Review: Dead Until Dark by Charlaine Harris

by Catherine
Dead Until DarkDead Until Dark by Charlaine Harris
Series: Southern Vampire Mysteries #1
Publication Date: May 1, 2001
Pages: 304
Genre: Mystery, Paranormal Romance
Publisher: Ace

Sookie Stackhouse is just a small-time cocktail waitress in small-town Bon Temps, Louisiana. She's quiet, doesn't get out much, and tends to mind her own business—except when it comes to her “disability.” Sookie can read minds. And that doesn’t make her too dateable. Then along comes Bill Compton. He’s tall, dark, handsome—and Sookie can’t hear a word he’s thinking. He’s exactly the type of guy she’s been waiting for all her life...

But Bill has a disability of his own: he’s a vampire with a bad reputation. And when a string of murders hits Bon Temps—along with a gang of truly nasty bloodsuckers looking for Bill—Sookie starts to wonder if having a vampire for a boyfriend is such a bright idea.

It has been just over ten years since I last read a Sookie Stackhouse book. How do I know? Well, the thirteenth and final book in the series, Dead Ever After, was released in May 2013. The general vibe of the series’ ending did not surprise me, as I’d seen a lot of it coming, and I had literally closed the book on the series since.

So coming back to it after all these years was a bit of a trip. The world of Sookie Stackhouse is so vibrant, so well-drawn that it is easy to fall back into the town of Bon Temps – a Bon Temps having its first open brush against the world of the supernatural. And while I will have to check as I continue on with a re-read of the series, that is the real strength of these earlier books. That basic conflicts – natural vs supernatural, ancient vs modern, insider vs outsider – are baked into the setting of the books, so every encounter is rife with at least one source of drama potential. Oftentimes more. Danger can come from anywhere, and humans are their own kind of monster.

* REQUIRED WORK *
Continue the review of Dead Until Dark from its last sentence, in the reviewer's voice.

* DATA FOR ANALYSIS *

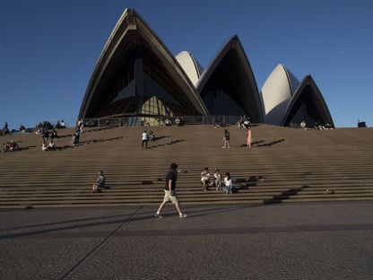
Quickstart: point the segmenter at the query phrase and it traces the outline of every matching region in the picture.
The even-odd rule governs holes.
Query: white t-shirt
[[[204,171],[201,173],[201,180],[208,180],[210,179],[210,173],[207,171]]]
[[[146,132],[143,133],[143,140],[148,140],[148,134]]]
[[[228,177],[224,178],[224,185],[227,187],[231,187],[232,186],[232,179],[230,178],[228,179]]]

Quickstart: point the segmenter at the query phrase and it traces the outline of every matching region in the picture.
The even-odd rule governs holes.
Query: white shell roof
[[[265,122],[280,125],[299,82],[282,65],[278,65],[262,87]]]
[[[195,87],[204,68],[188,51],[183,50],[175,58]]]

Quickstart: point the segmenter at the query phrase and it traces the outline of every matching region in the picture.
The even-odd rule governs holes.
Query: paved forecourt
[[[0,213],[0,279],[372,279],[369,202]]]

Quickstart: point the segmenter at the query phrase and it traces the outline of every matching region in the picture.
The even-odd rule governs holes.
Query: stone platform
[[[155,210],[3,210],[0,279],[373,278],[369,202]]]

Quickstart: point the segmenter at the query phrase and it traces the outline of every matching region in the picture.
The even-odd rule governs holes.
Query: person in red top
[[[13,140],[11,141],[9,144],[9,151],[14,152],[20,150],[20,147],[18,146],[18,144],[15,143]]]

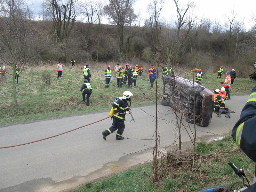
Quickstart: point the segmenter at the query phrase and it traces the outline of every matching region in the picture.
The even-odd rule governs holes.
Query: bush
[[[41,72],[40,77],[42,81],[48,85],[52,84],[52,76],[50,72],[45,70]]]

* OUTPUT FOR THIS TASK *
Going from Harris’s cozy mysteries to something darker, sexier, and monstrous seems like it would be a strange match, but Dead Until Dark pulls it off very well. Throughout the length of the book the core mystery is tossed between two possible options – supernatural or mere mortal – with various levels of weight and arguments for the characters (and readers) to follow. Some lines are more obviously red herrings, but even the most ridiculous arguments (to me, as the reader) characters made still had at least some sense with their own internal logics. Would I have liked Sookie to have been more involved in the mystery, rather than mostly existing around it? Of course. But it was also her first introduction to, well, everything, and it was clear that there would be a next time, and a time after that.

That said, there are some things that I pick up on now that I am older, now that I am of an age closer to the Sookie’s at the end of the series rather than her age in this book. For all that she comments on other people’s thoughts being mean and uncharitable, there is an undercurrent of her own being just as mean and judgmental. Her attitudes towards other female characters have notes of slut-shaming, with Sookie looking down upon the victims at the centre of the mystery. Given the sexual nature of their untimely deaths, and the misogyny of the killer, Sookie’s hypocrisy did not sit right with me and was uncomfortable to watch. Sookie is a good girl (unlike the others) and Jason is just a stupid boy (for making tapes with those girls). When Sookie sleeps with a vampire, it’s different.

Not.

Overall, Dead Until Dark is a solid introduction to both a mystery series and a supernatural world, and for the most part holds up very well ten years after I first read it (and twenty-plus years after first publication). Still, it displays an uncomfortable level of distaste and shame towards female characters who are not Sookie, which overall lowers the rating in my eyes. Recommended, just not highly so, and with that caveat.

(Best scene: Sookie’s violent reaction to no longer being able to convince herself Bill is just a man affected by a medical condition, and that yes, she has indeed slept with a dead man.)